The task: Set down, word for word, everything in the availability zones passage below from "Another way in" down to "KVM & VMWare.".

Source document:
Other uses for availability zones?
Another way in which people have found to use availability zones is in multi-hypervisor environments. In the ideal world of the “implementation-agnostic” cloud, we would abstract such underlying details from users of our platform. However there are some key differences between hypervisors that make this aspiration difficult. Take the example of KVM & VMWare.
When an iSCSI target is provisioned through with the LVM iSCSI Cinder driver, it cannot be attached to or consumed by ESXi nodes. The provision request must go through VMWare’s VMDK Cinder driver, which proxies the creation and attachment requests to vCenter. This incompatibility can cause errors and thus a negative user experience issues if the user tries to attach a volume to their hypervisor provisioned from the wrong backend.
To solve this problem, some operators use availability zones as a way for users to select hypervisor types (for example, AZ_KVM1, AZ_VMWARE1), and set the following configuration in their nova.conf:
[cinder]
cross_az_attach = False
This presents users with an error if they attempt to attach a volume from one availability zone (e.g., AZ_VMWARE1) to another availability zone (e.g., AZ_KVM1). The call would have certainly failed regardless, but with a different error from farther downstream from one of the nova-compute agents, instead of from nova-api. This way, it&8217;s easier for the user to see where they went wrong and correct the problem.
In this case, the availability zone also acts as a tag to remind users which hypervisor their VM resides on.
In my opinion, this is stretching the definition of availability zones as failure domains. VMWare may be considered its own failure domain separate from KVM, but that’s not the primary purpose of creating availability zones this way. The primary purpose is to differentiate hypervisor types. Different hypervisor types have a different set of features and capabilities. If we think about the problem in these terms, there are a number of other solutions that come to mind:

Nova Flavors: Define a “VMWare” set of flavors that map to your VCenter cluster(s). If your tenants that use VMWare are different than your tenants who use KVM, you can make them private flavors, ensuring that tenants only ever see or interact with the hypervisor type they expect.

Dataset content:

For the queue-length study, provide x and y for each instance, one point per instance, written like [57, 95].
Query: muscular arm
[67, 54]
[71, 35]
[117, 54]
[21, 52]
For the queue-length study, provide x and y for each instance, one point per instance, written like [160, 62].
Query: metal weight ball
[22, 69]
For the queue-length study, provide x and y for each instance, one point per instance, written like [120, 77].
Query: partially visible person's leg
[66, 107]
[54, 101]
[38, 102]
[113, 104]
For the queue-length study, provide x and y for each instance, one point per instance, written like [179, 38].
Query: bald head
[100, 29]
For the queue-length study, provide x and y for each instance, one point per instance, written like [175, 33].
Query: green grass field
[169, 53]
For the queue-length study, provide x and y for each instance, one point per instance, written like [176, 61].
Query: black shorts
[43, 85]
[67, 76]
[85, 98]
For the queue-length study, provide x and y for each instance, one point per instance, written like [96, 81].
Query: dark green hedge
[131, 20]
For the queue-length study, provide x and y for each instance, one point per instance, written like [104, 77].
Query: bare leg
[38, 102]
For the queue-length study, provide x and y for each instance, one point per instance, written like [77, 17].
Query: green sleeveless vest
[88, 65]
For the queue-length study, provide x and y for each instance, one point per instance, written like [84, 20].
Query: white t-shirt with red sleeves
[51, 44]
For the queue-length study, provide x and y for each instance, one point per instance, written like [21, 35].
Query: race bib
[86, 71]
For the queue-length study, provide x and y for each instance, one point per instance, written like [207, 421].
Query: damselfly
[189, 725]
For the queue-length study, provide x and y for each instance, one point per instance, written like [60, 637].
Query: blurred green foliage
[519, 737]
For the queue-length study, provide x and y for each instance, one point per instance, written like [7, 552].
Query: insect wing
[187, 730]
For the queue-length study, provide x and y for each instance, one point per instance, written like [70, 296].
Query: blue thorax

Response:
Another way in which people have found to use availability zones is in multi-hypervisor environments. In the ideal world of the “implementation-agnostic” cloud, we would abstract such underlying details from users of our platform. However there are some key differences between hypervisors that make this aspiration difficult. Take the example of KVM & VMWare.